■ Source document ■
Last fall I read “A diagrammatic view of differential equations in physics” by Evan Patterson, Andrew Baas, Timothy Hosgood and James Fairbanks. They show that you can use diagrams to write down the sorts of equations on manifolds that physicists care about. In this post I’ll try to convey the main ideas of the paper to you so that: (1) I can get you excited about it and (2) I can refer back to these notes in the future.
So how does one think of an equation as a diagram?
The idea is pretty neat. First you’ve got to ask yourself: “what’s an equation?” Since an actually good answer to this questions can get rather philosophical and since I want to get to the point fast, I’ll wave my hands a bit: an equation is a way of relating “quantities” that are defined on some “space” of interest.
Then you’ve got to ask yourself: “what kind of mathematical structure can I use to impose relations on some quantities?”
If you’re thinking of graphs – the relational structure par excellence – then you’re not far off. They don’t really do the trick, but you’ll see in a second that diagrams (a.k.a. semantically-rich graphs) are exactly what we need.
(By the way, as an Italian who grew up in a culture where hand gestures can be very precise, I never really understood why “hand-waving” is considered another way of saying “sweeping details under the rug”.)

■ Material ■
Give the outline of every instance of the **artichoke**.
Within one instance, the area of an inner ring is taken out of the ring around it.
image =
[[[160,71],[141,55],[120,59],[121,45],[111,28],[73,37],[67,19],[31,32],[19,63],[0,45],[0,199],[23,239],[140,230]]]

■ Stated task 1 ■
Name every author credited with the paper discussed in the post on diagrams for differential equations.
■ Stated task 2 ■
In the post on diagrams for differential equations, how are diagrams described in parentheses?
■ Stated task 3 ■
Resume the post on diagrams for differential equations, beginning after its final sentence.

■ Final answer 1 ■
Evan Patterson, Andrew Baas, Timothy Hosgood, James Fairbanks

■ Final answer 2 ■
As semantically-rich graphs.

■ Final answer 3 ■
So having established the intutition behind where the diagrams come from, all that’s left is to figure out what we’ll mean by “space” and “physical quantities” defined on that space. This is summarized below.
| “Space” | A manifold \(M\) |
| Physical quantities defined in “space” | Sheaves on \(M\) |
| Equations | Diagrams relating physical quantities on the space (i.e. diagrams into the category of sheaves on \(M\)) |
I like to get the big picture first, but that’s just my general preference, so don’t worry if you’re lost a this point: I’ll unpack things below. Let’s start with an example (it’s the same example that’s given in the Patterson, Baas Hosgood & Fairbanks paper).
Example: the Discrete Heat Equation as a Diagrammatic Equation
I’ll be talking about the heat equation as an example, so, just as a reminder, let’s recall it: we say that a function \(u \colon (T \subseteq \mathbb{R}, U \subseteq \mathbb{R}^n) \to \mathbb{R}\) is a solution to the heat equation (where \(T\) is the time domain and \(U\) is the spacial domain) if \[\frac{\partial u}{\partial t} = \Delta u\] where \(\Delta u\) denotes the Laplacian \[\Delta u = \sum_{1}^n \frac{\partial^2 u}{\partial x_i^2}\] in terms of the Cartesian coordinates \(x_1, \dots, x_n\).
Now, since the goal is to explain how to think of equations as diagrams and since I’m trying to follow the Diagramamtic Equations paper closely here (so that you can seemelessly transition into reading it, if you’re interested), I’ll focus on the discrete heat equation.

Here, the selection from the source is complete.